- [Task] Find each line in the material below that includes the word "leaf", and copy all of those lines.
####
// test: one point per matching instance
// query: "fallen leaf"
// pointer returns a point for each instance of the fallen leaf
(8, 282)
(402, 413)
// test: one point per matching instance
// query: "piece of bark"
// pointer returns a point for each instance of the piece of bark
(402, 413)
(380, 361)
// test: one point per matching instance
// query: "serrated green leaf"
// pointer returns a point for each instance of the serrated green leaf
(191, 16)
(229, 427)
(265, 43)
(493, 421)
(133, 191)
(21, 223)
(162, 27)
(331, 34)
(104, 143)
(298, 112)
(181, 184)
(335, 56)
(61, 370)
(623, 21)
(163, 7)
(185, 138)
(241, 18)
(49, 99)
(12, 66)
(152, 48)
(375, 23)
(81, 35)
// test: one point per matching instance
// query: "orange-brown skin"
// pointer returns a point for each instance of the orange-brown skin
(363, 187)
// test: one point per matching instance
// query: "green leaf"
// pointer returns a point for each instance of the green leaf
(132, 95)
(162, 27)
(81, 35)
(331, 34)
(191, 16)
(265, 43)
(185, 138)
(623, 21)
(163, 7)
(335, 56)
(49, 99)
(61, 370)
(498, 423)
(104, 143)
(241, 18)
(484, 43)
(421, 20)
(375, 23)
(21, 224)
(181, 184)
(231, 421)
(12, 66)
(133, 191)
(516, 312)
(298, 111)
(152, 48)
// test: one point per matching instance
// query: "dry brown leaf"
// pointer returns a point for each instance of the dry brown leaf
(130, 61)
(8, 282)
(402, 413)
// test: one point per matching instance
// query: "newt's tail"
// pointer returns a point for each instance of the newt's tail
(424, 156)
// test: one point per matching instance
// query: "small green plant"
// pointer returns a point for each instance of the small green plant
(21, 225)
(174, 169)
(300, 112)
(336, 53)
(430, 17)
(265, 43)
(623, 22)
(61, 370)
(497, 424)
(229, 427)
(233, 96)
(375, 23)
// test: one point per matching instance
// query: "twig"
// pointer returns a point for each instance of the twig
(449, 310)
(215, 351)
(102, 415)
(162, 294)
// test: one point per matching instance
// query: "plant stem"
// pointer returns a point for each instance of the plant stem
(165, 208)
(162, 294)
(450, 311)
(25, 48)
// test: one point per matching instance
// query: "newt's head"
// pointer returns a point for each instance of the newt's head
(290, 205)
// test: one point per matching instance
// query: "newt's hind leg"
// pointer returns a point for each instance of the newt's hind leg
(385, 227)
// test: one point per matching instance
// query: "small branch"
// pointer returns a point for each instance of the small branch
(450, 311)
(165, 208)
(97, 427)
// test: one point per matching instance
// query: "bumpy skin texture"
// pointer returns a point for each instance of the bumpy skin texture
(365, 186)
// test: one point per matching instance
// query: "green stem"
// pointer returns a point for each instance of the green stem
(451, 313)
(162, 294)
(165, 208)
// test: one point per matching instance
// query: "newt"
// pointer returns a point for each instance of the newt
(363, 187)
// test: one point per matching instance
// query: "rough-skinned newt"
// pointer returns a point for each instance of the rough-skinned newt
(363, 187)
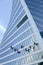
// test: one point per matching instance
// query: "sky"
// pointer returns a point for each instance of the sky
(5, 12)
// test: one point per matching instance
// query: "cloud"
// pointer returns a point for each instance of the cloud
(2, 28)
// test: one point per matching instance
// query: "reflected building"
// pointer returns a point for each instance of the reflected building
(22, 43)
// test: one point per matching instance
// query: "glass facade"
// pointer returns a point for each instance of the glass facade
(21, 44)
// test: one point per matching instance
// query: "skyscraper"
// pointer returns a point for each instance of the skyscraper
(22, 43)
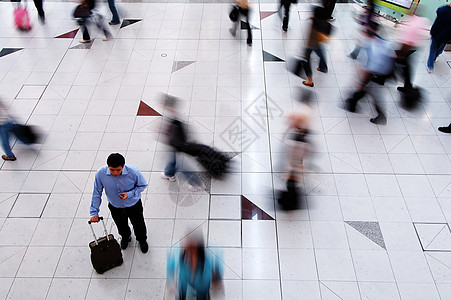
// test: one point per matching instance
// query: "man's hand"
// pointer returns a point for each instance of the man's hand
(94, 219)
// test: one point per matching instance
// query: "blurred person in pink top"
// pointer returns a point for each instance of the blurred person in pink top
(414, 31)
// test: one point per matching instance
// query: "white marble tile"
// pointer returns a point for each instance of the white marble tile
(224, 233)
(378, 290)
(11, 258)
(29, 288)
(335, 265)
(29, 206)
(410, 267)
(68, 288)
(261, 289)
(73, 263)
(298, 264)
(17, 231)
(372, 265)
(39, 262)
(260, 263)
(259, 234)
(51, 232)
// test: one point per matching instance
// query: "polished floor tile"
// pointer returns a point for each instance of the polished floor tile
(373, 218)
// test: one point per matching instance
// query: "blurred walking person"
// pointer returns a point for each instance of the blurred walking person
(176, 135)
(365, 20)
(6, 126)
(411, 35)
(192, 270)
(379, 62)
(319, 32)
(440, 34)
(299, 146)
(285, 6)
(86, 12)
(40, 9)
(115, 16)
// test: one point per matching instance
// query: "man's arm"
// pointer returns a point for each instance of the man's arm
(96, 199)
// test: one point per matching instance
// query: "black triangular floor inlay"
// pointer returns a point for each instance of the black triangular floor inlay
(127, 22)
(371, 230)
(230, 154)
(245, 25)
(269, 57)
(6, 51)
(250, 211)
(205, 178)
(83, 46)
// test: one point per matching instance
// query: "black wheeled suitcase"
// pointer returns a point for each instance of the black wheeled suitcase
(105, 251)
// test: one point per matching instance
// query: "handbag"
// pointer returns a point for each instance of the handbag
(234, 14)
(26, 134)
(81, 11)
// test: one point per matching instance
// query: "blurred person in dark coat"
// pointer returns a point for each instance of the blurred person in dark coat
(440, 34)
(6, 126)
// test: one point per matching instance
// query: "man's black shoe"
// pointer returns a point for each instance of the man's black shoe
(144, 246)
(445, 129)
(349, 105)
(124, 242)
(379, 120)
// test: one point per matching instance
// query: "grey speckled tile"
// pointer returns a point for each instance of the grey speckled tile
(369, 229)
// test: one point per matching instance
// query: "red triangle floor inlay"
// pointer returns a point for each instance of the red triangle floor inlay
(265, 14)
(69, 35)
(250, 211)
(146, 110)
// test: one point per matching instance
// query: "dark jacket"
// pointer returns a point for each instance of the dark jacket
(441, 29)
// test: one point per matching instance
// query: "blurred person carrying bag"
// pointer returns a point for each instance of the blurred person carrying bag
(82, 10)
(234, 13)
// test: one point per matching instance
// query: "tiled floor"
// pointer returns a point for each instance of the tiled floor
(375, 218)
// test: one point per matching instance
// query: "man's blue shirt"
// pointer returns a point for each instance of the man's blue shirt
(130, 181)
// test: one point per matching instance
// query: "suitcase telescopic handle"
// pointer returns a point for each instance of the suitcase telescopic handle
(104, 228)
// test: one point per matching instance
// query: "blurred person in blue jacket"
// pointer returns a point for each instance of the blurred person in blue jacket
(192, 268)
(123, 185)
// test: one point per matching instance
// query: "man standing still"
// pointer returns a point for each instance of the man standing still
(123, 186)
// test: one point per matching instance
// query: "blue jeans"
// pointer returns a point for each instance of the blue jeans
(5, 130)
(113, 9)
(435, 50)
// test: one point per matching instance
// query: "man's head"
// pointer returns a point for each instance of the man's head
(115, 164)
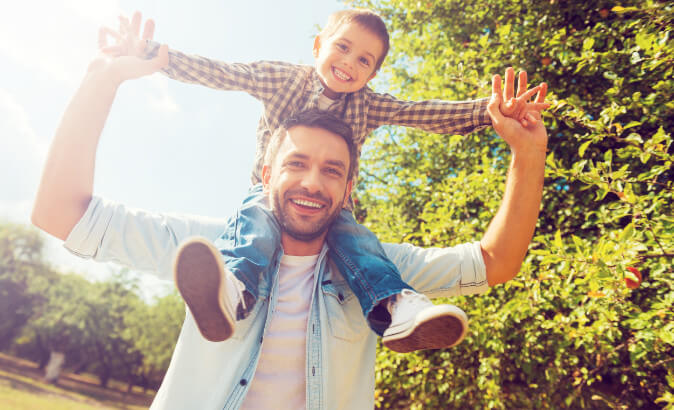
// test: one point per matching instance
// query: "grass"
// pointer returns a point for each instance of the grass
(21, 387)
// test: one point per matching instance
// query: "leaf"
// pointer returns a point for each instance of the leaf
(583, 147)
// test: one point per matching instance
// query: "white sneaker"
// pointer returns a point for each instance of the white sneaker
(208, 288)
(418, 324)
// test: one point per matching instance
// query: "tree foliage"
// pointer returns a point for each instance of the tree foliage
(567, 331)
(103, 327)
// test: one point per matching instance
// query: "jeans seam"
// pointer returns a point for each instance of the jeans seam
(357, 274)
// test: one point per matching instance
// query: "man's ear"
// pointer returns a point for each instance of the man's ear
(317, 45)
(347, 194)
(266, 177)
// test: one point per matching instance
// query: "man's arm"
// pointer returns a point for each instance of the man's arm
(506, 241)
(67, 179)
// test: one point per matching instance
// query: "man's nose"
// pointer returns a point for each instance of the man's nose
(312, 180)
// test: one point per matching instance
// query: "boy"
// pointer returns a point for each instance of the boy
(348, 53)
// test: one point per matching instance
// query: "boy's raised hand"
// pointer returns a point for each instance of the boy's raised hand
(520, 106)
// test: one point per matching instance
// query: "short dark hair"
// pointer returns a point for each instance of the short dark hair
(367, 19)
(315, 119)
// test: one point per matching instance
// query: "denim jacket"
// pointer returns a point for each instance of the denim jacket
(341, 349)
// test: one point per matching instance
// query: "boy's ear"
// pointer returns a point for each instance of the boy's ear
(374, 73)
(317, 45)
(266, 177)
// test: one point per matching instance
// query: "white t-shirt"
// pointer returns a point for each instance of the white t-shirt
(280, 378)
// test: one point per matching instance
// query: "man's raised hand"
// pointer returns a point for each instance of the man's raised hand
(519, 106)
####
- [Solution to this exercise]
// query: "fallen leaf"
// pointer returns a point for each instance of the fallen leaf
// query: "serrated green leaf"
// pointer returns a point for each instance of the serrated green leaf
// query: "green leaf"
// pointer returns a point for each instance of the green leaf
// query: "dry brown leaf"
// pointer returns a point for each instance of the dry brown leaf
// query: "leaf"
// pointer returns a point for each instance of the leaf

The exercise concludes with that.